▶ **Directions for this task**: In the records below, find the line containing "dining chair? Mark that spot.", then extract that line and all subsequent lines exactly, leaving out everything else.

▶ **Stored data**:
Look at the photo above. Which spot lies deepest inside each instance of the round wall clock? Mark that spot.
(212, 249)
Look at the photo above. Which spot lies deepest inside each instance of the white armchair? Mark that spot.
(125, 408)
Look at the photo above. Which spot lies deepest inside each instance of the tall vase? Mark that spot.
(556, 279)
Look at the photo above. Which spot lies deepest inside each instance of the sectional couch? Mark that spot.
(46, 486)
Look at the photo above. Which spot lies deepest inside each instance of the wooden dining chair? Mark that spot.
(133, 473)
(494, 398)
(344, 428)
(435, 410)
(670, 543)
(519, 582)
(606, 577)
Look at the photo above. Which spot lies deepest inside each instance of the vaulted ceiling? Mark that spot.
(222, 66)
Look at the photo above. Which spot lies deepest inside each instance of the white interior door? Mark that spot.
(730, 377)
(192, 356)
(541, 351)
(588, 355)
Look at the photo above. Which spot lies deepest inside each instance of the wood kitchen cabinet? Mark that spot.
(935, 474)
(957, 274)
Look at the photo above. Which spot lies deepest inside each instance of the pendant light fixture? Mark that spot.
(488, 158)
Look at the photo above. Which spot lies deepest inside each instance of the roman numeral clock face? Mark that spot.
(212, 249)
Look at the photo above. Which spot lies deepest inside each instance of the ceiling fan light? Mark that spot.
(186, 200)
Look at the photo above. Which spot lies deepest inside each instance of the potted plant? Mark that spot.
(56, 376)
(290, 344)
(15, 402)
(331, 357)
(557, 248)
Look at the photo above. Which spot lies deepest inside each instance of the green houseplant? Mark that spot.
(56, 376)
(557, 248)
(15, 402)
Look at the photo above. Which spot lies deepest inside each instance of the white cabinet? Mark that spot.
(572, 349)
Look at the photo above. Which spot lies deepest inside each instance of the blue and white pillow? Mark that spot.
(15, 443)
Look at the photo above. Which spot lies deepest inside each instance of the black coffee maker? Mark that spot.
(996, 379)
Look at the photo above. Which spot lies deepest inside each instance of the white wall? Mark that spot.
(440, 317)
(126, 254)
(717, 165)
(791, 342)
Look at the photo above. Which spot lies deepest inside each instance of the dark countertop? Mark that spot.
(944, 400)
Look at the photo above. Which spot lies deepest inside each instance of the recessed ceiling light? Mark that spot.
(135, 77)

▶ **Final result**:
Look at the photo above. Which spot lies deepest inside each instance of the wooden dining chair? Mark that spot.
(133, 473)
(494, 398)
(344, 428)
(435, 410)
(670, 543)
(519, 582)
(606, 577)
Look at the photo above. Which spot lies deepest inside each instance of the vaulted ceiling? Mark that spot.
(222, 66)
Look at the photo above. Which spot lies deepest inside each instance of the white interior door? Mark that spot.
(730, 377)
(192, 356)
(541, 351)
(588, 355)
Look at the photo above. Which spot lies deepest inside each instance of the wood kitchen cabinet? Mark that spot.
(935, 474)
(957, 274)
Look at the photo above. Which spot lies deepest inside each instance of the pendant light fixture? Mark that spot.
(488, 158)
Look at the photo above. Which spot lies deepest inside each instance of the roman numeral clock face? Mark that spot.
(212, 249)
Look at the photo above. Which spot lies deepest inside each instance of the ceiling fan light? Mark that spot.
(186, 200)
Look at the photo above. Which spot lies deepest inside each instance of the potted plant? Mark that spot.
(56, 376)
(290, 344)
(15, 402)
(331, 357)
(557, 248)
Look at the photo above. Which spot lies deepest inside each instance of the green houseplant? Mark that spot.
(56, 376)
(557, 248)
(15, 402)
Look at the photo above. Which spot lies deepest inside each instance of the white cabinet? Mark that spot.
(572, 349)
Look at the photo above. Which spot lies deepest inside each instance of the blue and white pillow? Mark that spot.
(15, 443)
Look at the photo above. Which spot lies deepest inside each instance of the black coffee maker? Mark that spot.
(996, 379)
Look at the photo above. Which spot lies deepest inside each instance of the white wall? Mark that spot.
(440, 317)
(126, 254)
(717, 165)
(791, 342)
Look at the photo above. Which spot lies deepest inside each instance of the dark countertop? Mark that spot.
(944, 400)
Look at the photo above. Which spot lies deepest inside each instance of the recessed ceiling light? Mark that spot.
(135, 77)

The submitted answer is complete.